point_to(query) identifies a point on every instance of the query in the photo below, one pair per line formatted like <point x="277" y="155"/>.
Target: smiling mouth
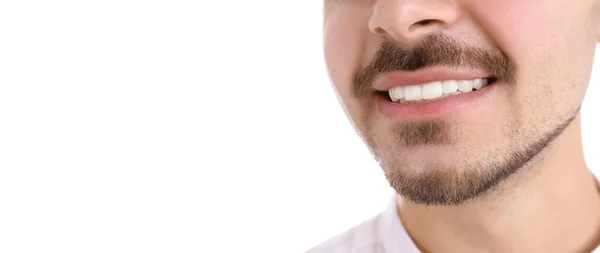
<point x="410" y="94"/>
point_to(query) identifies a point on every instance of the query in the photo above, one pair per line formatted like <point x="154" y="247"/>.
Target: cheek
<point x="544" y="40"/>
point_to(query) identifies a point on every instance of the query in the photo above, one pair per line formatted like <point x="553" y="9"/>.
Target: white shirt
<point x="383" y="233"/>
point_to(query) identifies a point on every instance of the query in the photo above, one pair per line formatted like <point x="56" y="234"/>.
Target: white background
<point x="179" y="126"/>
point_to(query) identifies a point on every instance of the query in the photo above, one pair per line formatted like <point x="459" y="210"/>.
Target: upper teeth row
<point x="435" y="90"/>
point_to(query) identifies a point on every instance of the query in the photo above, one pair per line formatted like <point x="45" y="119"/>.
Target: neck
<point x="552" y="207"/>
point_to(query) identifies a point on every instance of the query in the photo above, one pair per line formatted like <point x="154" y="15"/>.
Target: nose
<point x="406" y="21"/>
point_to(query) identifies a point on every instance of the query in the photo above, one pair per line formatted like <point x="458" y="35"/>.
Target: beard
<point x="443" y="184"/>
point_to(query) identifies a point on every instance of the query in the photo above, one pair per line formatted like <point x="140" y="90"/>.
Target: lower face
<point x="451" y="150"/>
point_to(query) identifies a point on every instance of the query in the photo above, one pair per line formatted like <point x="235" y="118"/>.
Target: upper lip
<point x="390" y="80"/>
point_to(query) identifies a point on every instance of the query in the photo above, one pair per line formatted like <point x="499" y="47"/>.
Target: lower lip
<point x="435" y="108"/>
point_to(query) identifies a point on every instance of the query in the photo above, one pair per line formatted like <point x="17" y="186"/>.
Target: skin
<point x="549" y="203"/>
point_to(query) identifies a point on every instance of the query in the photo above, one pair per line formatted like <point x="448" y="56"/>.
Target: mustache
<point x="435" y="50"/>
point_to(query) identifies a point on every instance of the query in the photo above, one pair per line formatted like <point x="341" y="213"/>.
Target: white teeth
<point x="450" y="86"/>
<point x="432" y="90"/>
<point x="465" y="86"/>
<point x="397" y="93"/>
<point x="478" y="84"/>
<point x="412" y="93"/>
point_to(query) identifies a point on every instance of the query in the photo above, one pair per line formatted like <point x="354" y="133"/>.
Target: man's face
<point x="443" y="141"/>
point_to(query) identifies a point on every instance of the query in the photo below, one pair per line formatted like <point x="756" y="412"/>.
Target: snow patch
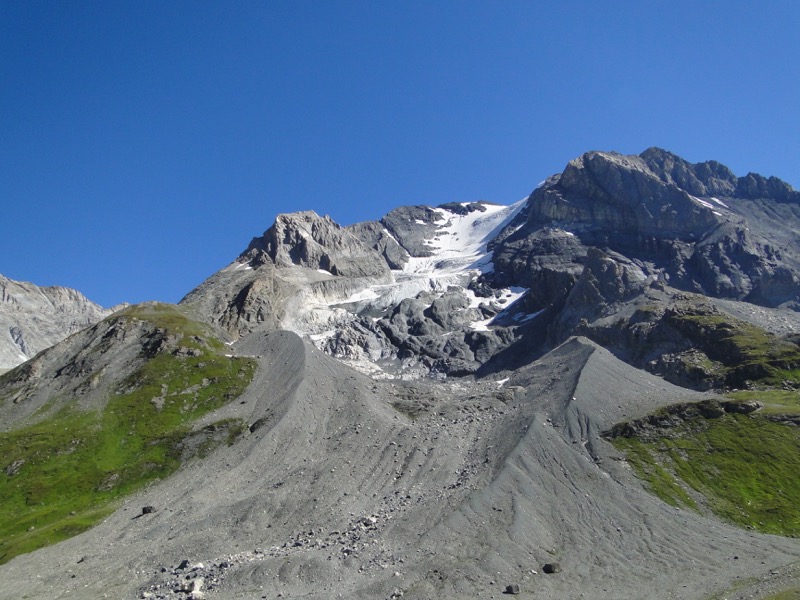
----------
» Consigne
Repérez dans le matériel ci-dessus chaque ligne où figure le mot « below », puis recopiez-les toutes.

» Solution
point_to(query) identifies a point on every instance of the query in the photo below, one pair per line formatted like <point x="277" y="155"/>.
point_to(query) identifies a point on every instance of the query in the photo below, one pair per line formatted like <point x="756" y="412"/>.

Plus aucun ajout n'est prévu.